Task instructions:
[A] List each actor in the film article's cast section and the character that actor plays.
[B] Extend the article on the film A Picture of You, picking up after its final sentence.

Extract:

☆ ☆ ☆ ☆

- Directed by: J.P. Chan
- Written by: J.P. Chan
- Produced by: Yasmine Gomez J.P. Chan Robert M. Chang
- Starring: Jo Mei Andrew Pang Teyonah Parris Lucas Dixon Jodi Long
- Cinematography: Andrew Reed
- Edited by: Kevin Barker
- Music by: Yea-Ming Chen
- Release date: June 20, 2014 (Manhattan);
- Running time: 82 minutes 83 minutes
- Country: United States
- Language: English

= A Picture of You (film) =

A Picture of You is a 2014 American drama film written and directed by J.P. Chan and starring Jo Mei, Andrew Pang, Teyonah Parris, Lucas Dixon and Jodi Long.

==Cast==
- Jo Mei as Jen
- Andrew Pang as Kyle
- Teyonah Parris as Mika
- Lucas Dixon as Doug
- Jodi Long as Mother

==Release==
The film was released in Manhattan on June 20, 2014.

☆ ☆ ☆ ☆

Recorded data:
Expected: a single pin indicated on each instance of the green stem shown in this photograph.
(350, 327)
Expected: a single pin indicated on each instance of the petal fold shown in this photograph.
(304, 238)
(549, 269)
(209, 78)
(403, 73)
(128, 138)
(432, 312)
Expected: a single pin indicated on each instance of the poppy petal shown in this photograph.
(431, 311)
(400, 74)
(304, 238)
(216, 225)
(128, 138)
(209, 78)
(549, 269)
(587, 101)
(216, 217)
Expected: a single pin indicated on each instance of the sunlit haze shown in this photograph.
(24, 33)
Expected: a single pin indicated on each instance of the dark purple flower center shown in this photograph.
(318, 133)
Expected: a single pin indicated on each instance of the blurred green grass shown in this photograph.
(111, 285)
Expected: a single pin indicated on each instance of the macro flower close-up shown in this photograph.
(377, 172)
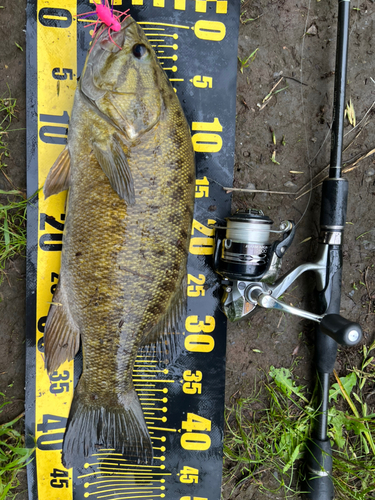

☆ ☆ ☆ ☆

Replies:
[A]
- Jo Mei: Jen
- Andrew Pang: Kyle
- Teyonah Parris: Mika
- Lucas Dixon: Doug
- Jodi Long: Mother

[B]
==Reception==
The film has a 100% rating on Rotten Tomatoes based on nine reviews. Brian Tallerico of RogerEbert.com awarded the film two and a half stars.

Ronnie Scheib of Variety gave the film a positive review and wrote, "A curiously likable, entertainingly laid-back Asian-American take on all-too-familiar dysfunctional family tropes, this Kickstarter-enabled effort boldly mines farce along with sentiment."

Ben Kenigsberg of The New York Times also gave the film a positive review and wrote, "Mr. Chan’s skill with actors — particularly with Ms. Mei and Mr. Pang’s persuasive, easygoing banter — compensates for the story’s limitations."

Sheri Linden of the Los Angeles Times also gave the film a positive review and wrote, "Nimbly avoiding the excesses of melodrama and the recessiveness of mumblecore, Chan and his likably low-key cast navigate hairpin turns from drama to comedy to outright farce with an impressive sense of proportion."

Justin Lowe of The Hollywood Reporter also gave the film a positive review and wrote, "This disarmingly low-key genre-hybrid delivers both dramatically and comedically."